- _Study questions_
(1) In the abstract on hepatitis E and hepatitis D infection, how many individuals were retrospectively examined?
(2) Reproduce everything in the hepatitis abstract from "Material and" down to "tests were recorded.", renaming "tertiary hospital" as "regional hospital".
(3) Write the next part of the abstract on hepatitis E and hepatitis D infection, continuing from its last sentence.

- _Excerpt provided_
= Beginning of Section =
Objective: The current
study was conducted in order to reveal the epidemiologic, biochemical and
virologic properties of the HEV cases particularly in patients with HDV
infection. We also analysed the impact of HDV infection on HEV seroprevalence
in Van region of eastern part of Turkey where the both diseases are still
endemic.
Material and
Methods: 198 individuals
that admitted to a tertiary hospital in the period of between May 2015 and May
2018 were retrospectively examined. Epidemiologic data, results of the
biochemical, serologic and virologic tests were recorded.
Results:Our analysis
proved higher seroprevalence both of Anti HEV Ig G and anti HEV Ig M in most
patients hospitalised with chronic HDV infection than in patients with chronic
HBV infection (77% versus 44%; p=0.001 and 23% versus 6%; p=0.003,
respectively). We also noticed that there were higher levels of AST (49±34
versus 26±12 U/L; p=0.005) and ALT (45±27 versus 28±15 U/L; p=0.001) and lower
levels of platelet (159.000±91.000 versus 223.000±69.000 /mm3; p<0.001)
and serum albumin (3.8±0.8 versus 4.2±0.3 mg/dl.; p<0.001) in chronic HDV
patients than in chronic hepatitis B patients.
= End of Section =
- _Given records_
= Beginning of Section =
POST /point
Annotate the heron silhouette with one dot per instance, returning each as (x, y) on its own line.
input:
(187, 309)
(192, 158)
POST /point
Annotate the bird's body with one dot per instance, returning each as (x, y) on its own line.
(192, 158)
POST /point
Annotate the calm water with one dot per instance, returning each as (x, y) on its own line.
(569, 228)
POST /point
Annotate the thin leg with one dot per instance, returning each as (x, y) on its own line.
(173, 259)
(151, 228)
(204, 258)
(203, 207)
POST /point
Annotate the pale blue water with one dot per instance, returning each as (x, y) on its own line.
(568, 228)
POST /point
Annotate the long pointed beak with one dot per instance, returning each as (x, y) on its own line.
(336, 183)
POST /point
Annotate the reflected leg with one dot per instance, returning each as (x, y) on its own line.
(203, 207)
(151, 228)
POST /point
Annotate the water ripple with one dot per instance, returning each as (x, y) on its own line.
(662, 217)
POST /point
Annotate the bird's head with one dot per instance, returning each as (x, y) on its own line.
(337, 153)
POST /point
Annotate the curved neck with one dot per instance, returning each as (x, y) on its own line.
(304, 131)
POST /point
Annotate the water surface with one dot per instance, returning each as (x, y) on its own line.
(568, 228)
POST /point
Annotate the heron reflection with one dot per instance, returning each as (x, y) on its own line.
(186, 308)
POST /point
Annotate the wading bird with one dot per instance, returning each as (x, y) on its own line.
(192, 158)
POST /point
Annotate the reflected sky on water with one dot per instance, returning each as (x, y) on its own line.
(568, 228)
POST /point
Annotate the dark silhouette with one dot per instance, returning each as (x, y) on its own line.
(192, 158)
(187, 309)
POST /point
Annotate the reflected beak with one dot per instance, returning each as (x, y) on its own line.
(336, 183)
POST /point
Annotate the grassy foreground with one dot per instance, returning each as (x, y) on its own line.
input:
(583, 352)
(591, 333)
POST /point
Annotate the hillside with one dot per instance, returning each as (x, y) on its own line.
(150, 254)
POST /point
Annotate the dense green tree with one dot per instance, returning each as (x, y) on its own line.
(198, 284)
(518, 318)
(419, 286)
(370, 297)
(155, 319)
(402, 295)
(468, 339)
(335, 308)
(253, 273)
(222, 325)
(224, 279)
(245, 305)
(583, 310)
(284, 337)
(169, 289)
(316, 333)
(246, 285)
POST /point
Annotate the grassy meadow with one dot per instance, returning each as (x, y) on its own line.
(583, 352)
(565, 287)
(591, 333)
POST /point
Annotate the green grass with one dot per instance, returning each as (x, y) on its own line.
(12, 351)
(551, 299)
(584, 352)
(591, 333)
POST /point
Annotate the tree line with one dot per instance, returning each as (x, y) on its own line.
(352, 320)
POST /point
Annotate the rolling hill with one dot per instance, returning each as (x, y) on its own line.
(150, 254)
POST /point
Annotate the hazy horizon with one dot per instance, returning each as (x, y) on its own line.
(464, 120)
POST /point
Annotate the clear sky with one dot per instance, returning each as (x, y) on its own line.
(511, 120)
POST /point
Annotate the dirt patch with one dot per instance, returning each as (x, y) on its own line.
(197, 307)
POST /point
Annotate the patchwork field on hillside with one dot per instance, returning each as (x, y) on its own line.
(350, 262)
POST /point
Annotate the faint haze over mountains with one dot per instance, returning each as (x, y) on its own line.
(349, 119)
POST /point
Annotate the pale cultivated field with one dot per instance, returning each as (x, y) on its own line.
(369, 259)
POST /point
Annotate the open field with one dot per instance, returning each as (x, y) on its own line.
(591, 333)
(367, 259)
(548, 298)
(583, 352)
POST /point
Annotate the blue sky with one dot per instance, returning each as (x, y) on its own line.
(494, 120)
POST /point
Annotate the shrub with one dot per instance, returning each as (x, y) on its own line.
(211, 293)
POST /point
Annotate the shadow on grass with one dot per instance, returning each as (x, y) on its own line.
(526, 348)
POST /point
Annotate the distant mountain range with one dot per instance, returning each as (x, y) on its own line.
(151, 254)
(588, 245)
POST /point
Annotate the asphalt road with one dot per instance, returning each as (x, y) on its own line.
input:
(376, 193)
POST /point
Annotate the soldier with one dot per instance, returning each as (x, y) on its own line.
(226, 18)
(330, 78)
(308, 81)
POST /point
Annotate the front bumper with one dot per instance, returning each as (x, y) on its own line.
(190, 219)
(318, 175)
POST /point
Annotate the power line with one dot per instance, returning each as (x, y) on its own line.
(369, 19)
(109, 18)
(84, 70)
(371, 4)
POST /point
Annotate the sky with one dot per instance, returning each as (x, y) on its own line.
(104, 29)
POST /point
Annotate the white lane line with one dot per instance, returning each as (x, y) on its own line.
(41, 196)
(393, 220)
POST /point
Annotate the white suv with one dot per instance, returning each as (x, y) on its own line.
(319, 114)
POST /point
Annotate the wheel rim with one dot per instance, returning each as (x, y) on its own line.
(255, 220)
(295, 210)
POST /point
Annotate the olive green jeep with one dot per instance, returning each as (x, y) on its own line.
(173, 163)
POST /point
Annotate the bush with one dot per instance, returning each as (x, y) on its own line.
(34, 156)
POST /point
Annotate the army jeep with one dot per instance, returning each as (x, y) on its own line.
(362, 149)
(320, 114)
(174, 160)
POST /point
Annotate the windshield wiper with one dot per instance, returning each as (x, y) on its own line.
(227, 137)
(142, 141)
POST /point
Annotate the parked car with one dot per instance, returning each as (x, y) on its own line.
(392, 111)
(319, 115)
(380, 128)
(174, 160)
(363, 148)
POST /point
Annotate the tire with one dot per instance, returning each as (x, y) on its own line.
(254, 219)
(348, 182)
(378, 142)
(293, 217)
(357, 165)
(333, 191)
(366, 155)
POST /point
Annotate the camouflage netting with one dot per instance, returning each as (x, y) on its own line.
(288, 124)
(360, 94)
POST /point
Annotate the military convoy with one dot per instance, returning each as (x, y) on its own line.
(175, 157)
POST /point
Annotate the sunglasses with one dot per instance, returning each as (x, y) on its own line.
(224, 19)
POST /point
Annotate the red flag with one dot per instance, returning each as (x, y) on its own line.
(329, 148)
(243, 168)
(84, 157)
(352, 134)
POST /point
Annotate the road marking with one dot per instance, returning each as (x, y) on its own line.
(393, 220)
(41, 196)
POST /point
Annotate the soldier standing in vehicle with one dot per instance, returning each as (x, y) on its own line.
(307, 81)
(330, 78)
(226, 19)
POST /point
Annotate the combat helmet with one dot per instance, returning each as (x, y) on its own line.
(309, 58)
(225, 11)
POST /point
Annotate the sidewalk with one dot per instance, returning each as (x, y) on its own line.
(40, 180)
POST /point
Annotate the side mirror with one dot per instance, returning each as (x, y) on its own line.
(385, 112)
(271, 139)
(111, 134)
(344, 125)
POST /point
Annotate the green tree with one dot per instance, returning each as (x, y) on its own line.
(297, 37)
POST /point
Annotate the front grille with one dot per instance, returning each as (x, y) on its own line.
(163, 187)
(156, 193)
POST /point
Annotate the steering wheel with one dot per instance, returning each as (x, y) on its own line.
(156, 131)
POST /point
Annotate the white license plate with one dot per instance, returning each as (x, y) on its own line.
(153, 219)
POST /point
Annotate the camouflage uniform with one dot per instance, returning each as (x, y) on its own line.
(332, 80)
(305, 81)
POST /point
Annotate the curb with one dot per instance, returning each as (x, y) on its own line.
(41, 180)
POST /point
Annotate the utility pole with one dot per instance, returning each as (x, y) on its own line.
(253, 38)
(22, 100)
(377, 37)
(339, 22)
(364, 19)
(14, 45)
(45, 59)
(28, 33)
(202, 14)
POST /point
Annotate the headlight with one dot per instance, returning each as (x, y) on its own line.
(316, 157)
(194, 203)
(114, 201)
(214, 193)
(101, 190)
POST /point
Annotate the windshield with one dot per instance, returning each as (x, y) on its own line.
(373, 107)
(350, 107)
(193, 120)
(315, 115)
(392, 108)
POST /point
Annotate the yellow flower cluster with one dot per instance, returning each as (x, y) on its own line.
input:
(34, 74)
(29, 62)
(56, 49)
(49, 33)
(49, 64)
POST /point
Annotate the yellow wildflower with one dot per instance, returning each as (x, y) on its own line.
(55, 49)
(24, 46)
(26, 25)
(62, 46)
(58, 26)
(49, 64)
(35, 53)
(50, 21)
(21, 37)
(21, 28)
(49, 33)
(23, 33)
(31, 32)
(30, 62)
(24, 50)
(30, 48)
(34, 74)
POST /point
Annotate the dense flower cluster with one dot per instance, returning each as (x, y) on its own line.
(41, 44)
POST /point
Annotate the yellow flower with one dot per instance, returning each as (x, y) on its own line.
= End of Section =
- _Answer list_
(1) 198 individuals were retrospectively examined.

(2)
Material and
Methods: 198 individuals
that admitted to a regional hospital in the period of between May 2015 and May
2018 were retrospectively examined. Epidemiologic data, results of the
biochemical, serologic and virologic tests were recorded.

(3)
Conclusion: Presence of
HDV infection is a major risk factor for spreading HEV infection because of
same environmental conditions. We conclude that patients with HDV infection
have a considerable role in the transmission of the disease due to impaired
liver condition. Additionally, delta hepatitis remains a serious health concern
particularly in patients older than 45 years. Larger case series are needed to
accurately guide in the success of the disease treatment.
Amaç: Bu çalışmanın amacı özellikle HDV ile enfekte hastalarda HEV
enfeksiyonunun epidemiyolojik, biyokimyasal ve virolojik özelliklerini açığa çıkarmaktır.
Ayrıca HDV enfeksiyonunun HEV seroprevalansı üzerine etkisini, her iki
hastalığında endemik olduğu Van ilinde araştırdık.
Materyal ve Metod:2015 Mayıs ve
2018 Mayıs ayları arasında 3.basamak hastanemize başvuran 198 vakaretrospektif
olarak incelendi. Epidemiyolojik veriler, biyokimyasal, serolojik ve virolojik
testlerin sonuçları kaydedildi.
Bulgular: Araştırmamızda kronik HDV enfeksiyonlu hastalarda kronik HBV
enfeksiyonlulara göre hem anti-HEV IgG hem de anti-HEV IgM düzeyleri daha yüksekti(sırasıyla
%77’ye karşı %44, p=0,001 ve %23’e karşı %6, p=0,003). Ayrıca Kronik HDV
enfeksiyonlu hastalarda kronik HBV enfeksiyonlulara göre daha yüksek AST (49±34’e karşı 26±12 U/L, p=0,005) ve ALT
(45±27’ye karşı 28±15, p=0,001) seviyeleri ile daha düşük trombosit
(159000±91000’e karşı 223000±69000/mm3, p<0,001) ve serum albumin
(3,8±0,8’e karşı 4,2±0,3 mg/dl, p<0,001) seviyeleri gözlemlendi.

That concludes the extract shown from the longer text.